>> start Record excerpts

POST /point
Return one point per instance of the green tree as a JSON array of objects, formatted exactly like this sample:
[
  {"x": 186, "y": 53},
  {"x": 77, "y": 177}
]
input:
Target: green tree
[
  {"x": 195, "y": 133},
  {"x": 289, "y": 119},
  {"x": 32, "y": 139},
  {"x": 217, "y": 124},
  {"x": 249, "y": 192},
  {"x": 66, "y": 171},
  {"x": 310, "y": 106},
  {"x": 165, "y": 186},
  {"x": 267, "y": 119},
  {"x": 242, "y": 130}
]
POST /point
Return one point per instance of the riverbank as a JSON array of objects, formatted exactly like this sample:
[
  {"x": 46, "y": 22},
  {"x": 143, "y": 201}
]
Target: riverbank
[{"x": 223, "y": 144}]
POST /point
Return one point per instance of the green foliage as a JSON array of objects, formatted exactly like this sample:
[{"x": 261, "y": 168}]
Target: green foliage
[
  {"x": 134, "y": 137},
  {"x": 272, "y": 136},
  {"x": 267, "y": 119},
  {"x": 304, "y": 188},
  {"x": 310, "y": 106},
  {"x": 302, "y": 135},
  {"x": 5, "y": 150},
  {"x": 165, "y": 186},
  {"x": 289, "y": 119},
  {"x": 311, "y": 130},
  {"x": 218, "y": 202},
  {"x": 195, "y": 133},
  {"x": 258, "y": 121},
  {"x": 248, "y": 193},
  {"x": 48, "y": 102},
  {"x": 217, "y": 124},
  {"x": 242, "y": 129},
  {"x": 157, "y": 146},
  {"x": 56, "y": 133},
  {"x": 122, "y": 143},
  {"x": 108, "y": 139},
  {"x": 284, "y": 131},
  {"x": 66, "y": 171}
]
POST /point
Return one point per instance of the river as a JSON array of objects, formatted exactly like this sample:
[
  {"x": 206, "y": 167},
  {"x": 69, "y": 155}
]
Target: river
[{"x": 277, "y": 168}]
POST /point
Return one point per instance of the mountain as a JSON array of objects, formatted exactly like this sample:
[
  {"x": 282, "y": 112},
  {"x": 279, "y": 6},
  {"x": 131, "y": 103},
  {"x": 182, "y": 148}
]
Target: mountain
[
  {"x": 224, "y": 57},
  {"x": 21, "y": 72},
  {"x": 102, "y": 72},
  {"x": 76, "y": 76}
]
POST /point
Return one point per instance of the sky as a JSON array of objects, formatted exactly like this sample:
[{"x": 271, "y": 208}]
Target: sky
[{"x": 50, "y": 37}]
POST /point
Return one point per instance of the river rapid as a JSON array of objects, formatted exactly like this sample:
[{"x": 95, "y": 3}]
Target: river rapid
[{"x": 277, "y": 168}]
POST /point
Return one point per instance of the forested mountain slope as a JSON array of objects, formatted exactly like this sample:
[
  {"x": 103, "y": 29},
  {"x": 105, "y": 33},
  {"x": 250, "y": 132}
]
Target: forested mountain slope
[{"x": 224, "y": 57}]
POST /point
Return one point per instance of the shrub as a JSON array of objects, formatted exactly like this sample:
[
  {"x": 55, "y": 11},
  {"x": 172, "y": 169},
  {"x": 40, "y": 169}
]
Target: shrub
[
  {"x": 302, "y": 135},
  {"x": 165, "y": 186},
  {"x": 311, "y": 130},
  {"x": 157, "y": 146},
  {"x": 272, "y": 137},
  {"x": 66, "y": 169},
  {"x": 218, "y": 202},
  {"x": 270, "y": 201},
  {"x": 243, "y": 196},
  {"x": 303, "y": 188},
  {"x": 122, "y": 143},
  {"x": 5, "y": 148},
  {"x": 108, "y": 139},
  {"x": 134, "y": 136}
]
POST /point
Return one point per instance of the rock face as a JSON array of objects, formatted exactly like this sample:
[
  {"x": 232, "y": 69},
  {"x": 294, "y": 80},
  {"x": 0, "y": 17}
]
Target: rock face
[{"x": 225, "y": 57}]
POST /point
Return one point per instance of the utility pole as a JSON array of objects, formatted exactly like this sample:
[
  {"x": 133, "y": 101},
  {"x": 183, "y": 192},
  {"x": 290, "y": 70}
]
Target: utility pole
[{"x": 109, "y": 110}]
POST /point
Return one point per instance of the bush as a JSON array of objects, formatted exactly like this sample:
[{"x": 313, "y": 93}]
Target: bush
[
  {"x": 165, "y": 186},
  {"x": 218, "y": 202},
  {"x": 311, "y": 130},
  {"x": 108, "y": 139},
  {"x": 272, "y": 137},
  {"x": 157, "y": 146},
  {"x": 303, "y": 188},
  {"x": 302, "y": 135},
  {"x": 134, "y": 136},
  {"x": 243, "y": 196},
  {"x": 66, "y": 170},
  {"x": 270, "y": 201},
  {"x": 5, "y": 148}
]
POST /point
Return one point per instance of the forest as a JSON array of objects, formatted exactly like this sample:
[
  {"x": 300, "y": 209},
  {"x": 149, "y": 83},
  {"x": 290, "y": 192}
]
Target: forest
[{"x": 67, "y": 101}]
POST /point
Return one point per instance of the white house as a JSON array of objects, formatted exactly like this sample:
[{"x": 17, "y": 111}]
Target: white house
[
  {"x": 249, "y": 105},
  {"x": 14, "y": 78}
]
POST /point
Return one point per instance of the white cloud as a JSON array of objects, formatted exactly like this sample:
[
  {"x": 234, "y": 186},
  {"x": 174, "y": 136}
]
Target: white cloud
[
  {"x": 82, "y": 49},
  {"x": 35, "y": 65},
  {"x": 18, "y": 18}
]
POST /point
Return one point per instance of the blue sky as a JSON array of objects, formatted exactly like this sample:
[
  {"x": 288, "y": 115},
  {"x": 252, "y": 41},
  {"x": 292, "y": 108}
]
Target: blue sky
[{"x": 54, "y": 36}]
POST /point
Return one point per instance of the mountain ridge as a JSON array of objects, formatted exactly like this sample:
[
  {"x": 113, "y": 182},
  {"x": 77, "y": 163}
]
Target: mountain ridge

>> end Record excerpts

> _Exercise goal_
Find each line in the records that contains the word "foliage", and copy those lines out.

> _Completed exercise_
Return one point per instance of the green foliage as a JSON array of objects, formatted exactly like this sample:
Target: green foliage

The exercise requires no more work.